SUPPLIED INFORMATION
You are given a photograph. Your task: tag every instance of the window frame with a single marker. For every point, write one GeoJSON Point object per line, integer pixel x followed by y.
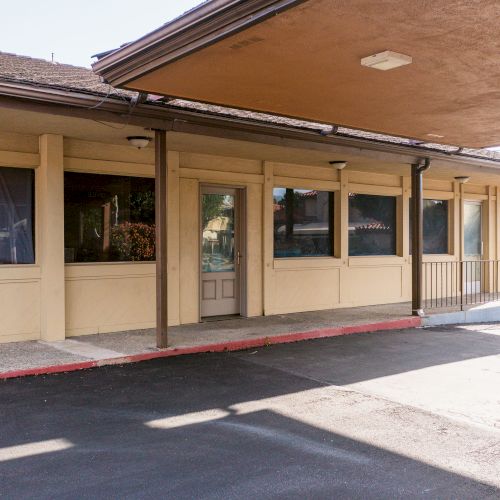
{"type": "Point", "coordinates": [35, 218]}
{"type": "Point", "coordinates": [334, 226]}
{"type": "Point", "coordinates": [437, 196]}
{"type": "Point", "coordinates": [117, 173]}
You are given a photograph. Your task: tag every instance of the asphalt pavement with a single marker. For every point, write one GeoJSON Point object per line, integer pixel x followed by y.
{"type": "Point", "coordinates": [288, 421]}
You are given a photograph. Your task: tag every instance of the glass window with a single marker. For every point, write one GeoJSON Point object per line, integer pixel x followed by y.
{"type": "Point", "coordinates": [108, 218]}
{"type": "Point", "coordinates": [303, 223]}
{"type": "Point", "coordinates": [372, 225]}
{"type": "Point", "coordinates": [472, 230]}
{"type": "Point", "coordinates": [218, 232]}
{"type": "Point", "coordinates": [435, 226]}
{"type": "Point", "coordinates": [17, 216]}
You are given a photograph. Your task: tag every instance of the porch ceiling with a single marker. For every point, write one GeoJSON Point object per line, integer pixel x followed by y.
{"type": "Point", "coordinates": [305, 62]}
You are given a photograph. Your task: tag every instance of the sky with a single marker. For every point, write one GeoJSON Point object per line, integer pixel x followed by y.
{"type": "Point", "coordinates": [75, 30]}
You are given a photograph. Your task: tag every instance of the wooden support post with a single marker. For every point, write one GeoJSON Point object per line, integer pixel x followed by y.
{"type": "Point", "coordinates": [417, 241]}
{"type": "Point", "coordinates": [161, 175]}
{"type": "Point", "coordinates": [50, 191]}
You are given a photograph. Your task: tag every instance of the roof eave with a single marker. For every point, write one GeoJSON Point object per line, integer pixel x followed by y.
{"type": "Point", "coordinates": [198, 28]}
{"type": "Point", "coordinates": [87, 106]}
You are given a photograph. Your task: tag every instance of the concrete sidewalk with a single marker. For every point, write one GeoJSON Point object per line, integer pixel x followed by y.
{"type": "Point", "coordinates": [38, 357]}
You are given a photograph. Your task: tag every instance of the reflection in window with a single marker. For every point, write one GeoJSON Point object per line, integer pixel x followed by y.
{"type": "Point", "coordinates": [472, 230]}
{"type": "Point", "coordinates": [302, 223]}
{"type": "Point", "coordinates": [435, 224]}
{"type": "Point", "coordinates": [108, 218]}
{"type": "Point", "coordinates": [17, 216]}
{"type": "Point", "coordinates": [217, 233]}
{"type": "Point", "coordinates": [372, 225]}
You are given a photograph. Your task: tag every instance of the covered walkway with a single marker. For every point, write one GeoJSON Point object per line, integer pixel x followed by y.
{"type": "Point", "coordinates": [38, 357]}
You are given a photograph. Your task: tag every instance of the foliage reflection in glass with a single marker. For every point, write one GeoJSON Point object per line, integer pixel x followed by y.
{"type": "Point", "coordinates": [303, 223]}
{"type": "Point", "coordinates": [108, 218]}
{"type": "Point", "coordinates": [372, 225]}
{"type": "Point", "coordinates": [217, 233]}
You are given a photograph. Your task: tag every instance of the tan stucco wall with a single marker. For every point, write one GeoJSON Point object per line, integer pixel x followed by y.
{"type": "Point", "coordinates": [100, 298]}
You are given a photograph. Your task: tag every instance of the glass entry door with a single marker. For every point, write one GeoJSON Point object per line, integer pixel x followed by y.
{"type": "Point", "coordinates": [220, 251]}
{"type": "Point", "coordinates": [473, 246]}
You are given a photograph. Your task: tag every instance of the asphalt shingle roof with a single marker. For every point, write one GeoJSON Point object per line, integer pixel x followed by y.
{"type": "Point", "coordinates": [41, 73]}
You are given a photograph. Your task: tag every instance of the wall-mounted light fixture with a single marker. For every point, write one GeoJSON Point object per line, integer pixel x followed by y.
{"type": "Point", "coordinates": [338, 164]}
{"type": "Point", "coordinates": [138, 141]}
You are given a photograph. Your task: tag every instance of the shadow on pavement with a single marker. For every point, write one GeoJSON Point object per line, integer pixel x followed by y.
{"type": "Point", "coordinates": [263, 454]}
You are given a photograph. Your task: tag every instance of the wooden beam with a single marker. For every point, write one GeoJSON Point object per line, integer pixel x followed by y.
{"type": "Point", "coordinates": [417, 241]}
{"type": "Point", "coordinates": [161, 175]}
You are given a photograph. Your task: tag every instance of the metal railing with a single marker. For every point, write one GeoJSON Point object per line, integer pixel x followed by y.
{"type": "Point", "coordinates": [460, 284]}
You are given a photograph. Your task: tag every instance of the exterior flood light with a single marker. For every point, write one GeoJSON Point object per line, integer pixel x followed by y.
{"type": "Point", "coordinates": [138, 141]}
{"type": "Point", "coordinates": [386, 60]}
{"type": "Point", "coordinates": [338, 164]}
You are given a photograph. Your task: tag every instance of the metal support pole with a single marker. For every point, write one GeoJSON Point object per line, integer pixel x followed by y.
{"type": "Point", "coordinates": [161, 173]}
{"type": "Point", "coordinates": [417, 241]}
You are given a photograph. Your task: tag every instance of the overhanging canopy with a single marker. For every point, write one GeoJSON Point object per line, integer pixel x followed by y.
{"type": "Point", "coordinates": [302, 59]}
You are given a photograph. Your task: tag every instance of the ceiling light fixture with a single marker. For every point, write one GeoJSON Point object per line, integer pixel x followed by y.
{"type": "Point", "coordinates": [338, 164]}
{"type": "Point", "coordinates": [386, 60]}
{"type": "Point", "coordinates": [138, 141]}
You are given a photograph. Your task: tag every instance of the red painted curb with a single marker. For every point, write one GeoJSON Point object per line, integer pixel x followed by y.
{"type": "Point", "coordinates": [235, 345]}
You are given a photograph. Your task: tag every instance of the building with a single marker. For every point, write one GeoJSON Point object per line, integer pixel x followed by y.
{"type": "Point", "coordinates": [260, 216]}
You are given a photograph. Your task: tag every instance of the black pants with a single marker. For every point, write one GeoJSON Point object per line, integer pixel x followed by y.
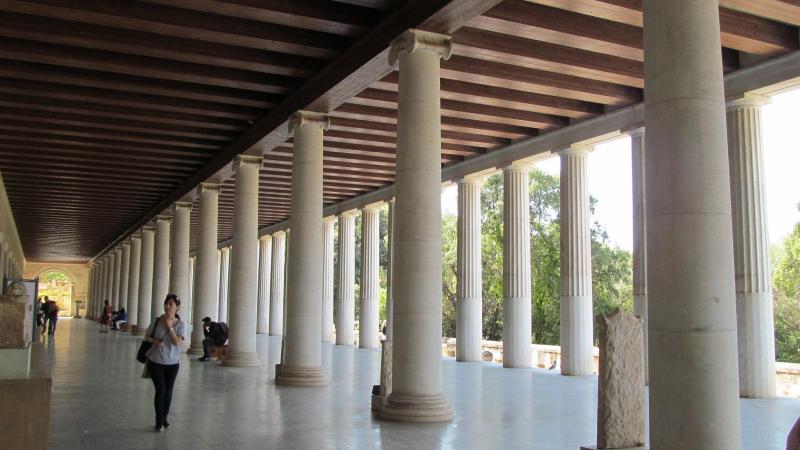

TRY IT
Only the pictures stay behind; everything else in the data above is to be retyped exactly.

EXPECTED OUTPUT
You are given a photograph. Your task: tag every instance of the window frame with a single marker. For every point, write one GeoJSON Point object per line, integer pixel x followed by y.
{"type": "Point", "coordinates": [35, 218]}
{"type": "Point", "coordinates": [334, 226]}
{"type": "Point", "coordinates": [437, 196]}
{"type": "Point", "coordinates": [117, 173]}
You are given a photograph. Your task: tag every instance of the asphalt pavement with a single marker. For every point, write one GeoJSON Point object per line, integer pixel x followed by y.
{"type": "Point", "coordinates": [288, 421]}
You are given a photograph. Your task: tag every instance of the glass window with a single marker. For every point, write one GeoJSON Point object per line, integer pixel x followed by y.
{"type": "Point", "coordinates": [108, 218]}
{"type": "Point", "coordinates": [303, 223]}
{"type": "Point", "coordinates": [372, 225]}
{"type": "Point", "coordinates": [472, 230]}
{"type": "Point", "coordinates": [218, 232]}
{"type": "Point", "coordinates": [435, 226]}
{"type": "Point", "coordinates": [17, 216]}
You are given a photograph. Your task: tag every instance of the porch ceiling with a single marker. For every point, write one GeoJSON Point object per line, integer pixel x followed by y.
{"type": "Point", "coordinates": [305, 62]}
You are given a photograph. Your task: tag every instance of the sky with a single marker. For every point, write one GeoJSON Point object per line, integer pixel x followed by y.
{"type": "Point", "coordinates": [75, 30]}
You are given a photograph. Your task: tag every instance of the wooden support post with a single marker. For every point, write one GeoJSON Point object per line, integer pixel x followed by y.
{"type": "Point", "coordinates": [417, 241]}
{"type": "Point", "coordinates": [161, 175]}
{"type": "Point", "coordinates": [50, 191]}
You are given a photograph. Your task: tag every instance of the roof eave with a single marker. For every point, write one GeoJSON Point object per line, integer pixel x followed by y.
{"type": "Point", "coordinates": [198, 28]}
{"type": "Point", "coordinates": [87, 106]}
You are given a photograph. Your task: tag every instance of the concrete sidewalk with a single marker. For every point, write one GeoJSON Point object per line, integer pixel x followed by y.
{"type": "Point", "coordinates": [38, 357]}
You are given a photograph. Your task: tag every instance of the reflection in window with a single marker. For every point, write one GeoJSON Point object per line, integer pixel x followed by y.
{"type": "Point", "coordinates": [472, 230]}
{"type": "Point", "coordinates": [302, 223]}
{"type": "Point", "coordinates": [435, 224]}
{"type": "Point", "coordinates": [108, 218]}
{"type": "Point", "coordinates": [17, 216]}
{"type": "Point", "coordinates": [217, 233]}
{"type": "Point", "coordinates": [372, 225]}
You are given a photograph. Your task: tag every instance of the covered walkway with a single marker. For every point, write one GeoJSON Point object per line, integer pixel x followed by y.
{"type": "Point", "coordinates": [38, 357]}
You are given a photograph. Your task: tag every instance of the foliage reflection in glass with a single marker. For every point, write one GeoJSON Point object per line, integer pixel x followed by y.
{"type": "Point", "coordinates": [303, 223]}
{"type": "Point", "coordinates": [108, 218]}
{"type": "Point", "coordinates": [372, 225]}
{"type": "Point", "coordinates": [217, 233]}
You are given a photograph. Your task: tag every instance of the tan stucco wall with a single marker. For every point, write one GeoJSON Point object per line, integer pixel x followed by y.
{"type": "Point", "coordinates": [100, 298]}
You are given a photograph. Your task: tag every instance of the glass entry door with a single marker. For every point, write one GeoJSON Point object per line, integer pixel x followed by y.
{"type": "Point", "coordinates": [220, 251]}
{"type": "Point", "coordinates": [473, 246]}
You are given a photograph. Your task: tag every instance of the asphalt shingle roof with a single marker. For every point, write one GeoJSON Point object per line, integer pixel x followed by y.
{"type": "Point", "coordinates": [41, 73]}
You are given a photograph. Your task: tag every instance of the wall-mounted light fixture with a single marker. For every point, write one GeoJSON Point object per line, integer pixel x followed by y.
{"type": "Point", "coordinates": [338, 164]}
{"type": "Point", "coordinates": [138, 141]}
You are given a photograph. Your task: tag every instance of the shadow on pavement with a single marker. For every point, write one GeoJSON Point object per line, integer pixel x followed by y.
{"type": "Point", "coordinates": [263, 454]}
You are given a photograph. Your task: tag every instance of the wooden beam with a single marker. For every point, write one GeoJSON Point object per line, integer pixel x followed by y.
{"type": "Point", "coordinates": [417, 241]}
{"type": "Point", "coordinates": [161, 175]}
You are given a photograph. Your task: tag every instance of the metal railing with a single marker. For every point, write one GeoJSON Point object per line, integer pixel x followed by y.
{"type": "Point", "coordinates": [460, 284]}
You are given a photograph. Your task: tag every instance of the exterior flood light with a single marker. For every point, write one GeoJSON Point object per line, integer pixel x followed by y.
{"type": "Point", "coordinates": [138, 141]}
{"type": "Point", "coordinates": [386, 60]}
{"type": "Point", "coordinates": [338, 164]}
You are given a photograph. Your task: tag every instance of the metal support pole with a single marker. For every point, write one GeoJSON Point object per line, integer pixel x followed by y.
{"type": "Point", "coordinates": [161, 173]}
{"type": "Point", "coordinates": [417, 241]}
You are given a photograph. Your task: tag every instance of the overhanging canopy with a single marker. For every point, write one GeoJSON Point object per line, integer pixel x followed by y.
{"type": "Point", "coordinates": [302, 59]}
You are given a photograph. Your task: tag every instance of the ceiling light fixture with a single marker. For every point, write one GeoJSON Point object per line, integer pixel x followed by y.
{"type": "Point", "coordinates": [338, 164]}
{"type": "Point", "coordinates": [386, 60]}
{"type": "Point", "coordinates": [138, 141]}
You are given a photograph. Your task: tag every instance of the red painted curb with a single marker. For every point, write one GeoJSON Point object per line, integer pixel x followed by y.
{"type": "Point", "coordinates": [235, 345]}
You are given a photograph. Your task: tag every instance of the building with a single marker. For every point, write one GeoJSON Point object per line, integer pixel x followed by y.
{"type": "Point", "coordinates": [260, 216]}
You are given a photograph. Your task: tag every instance of the black pants with a single marker. For every point, write one GeoJSON Point object per line, integer pixel x followed by y.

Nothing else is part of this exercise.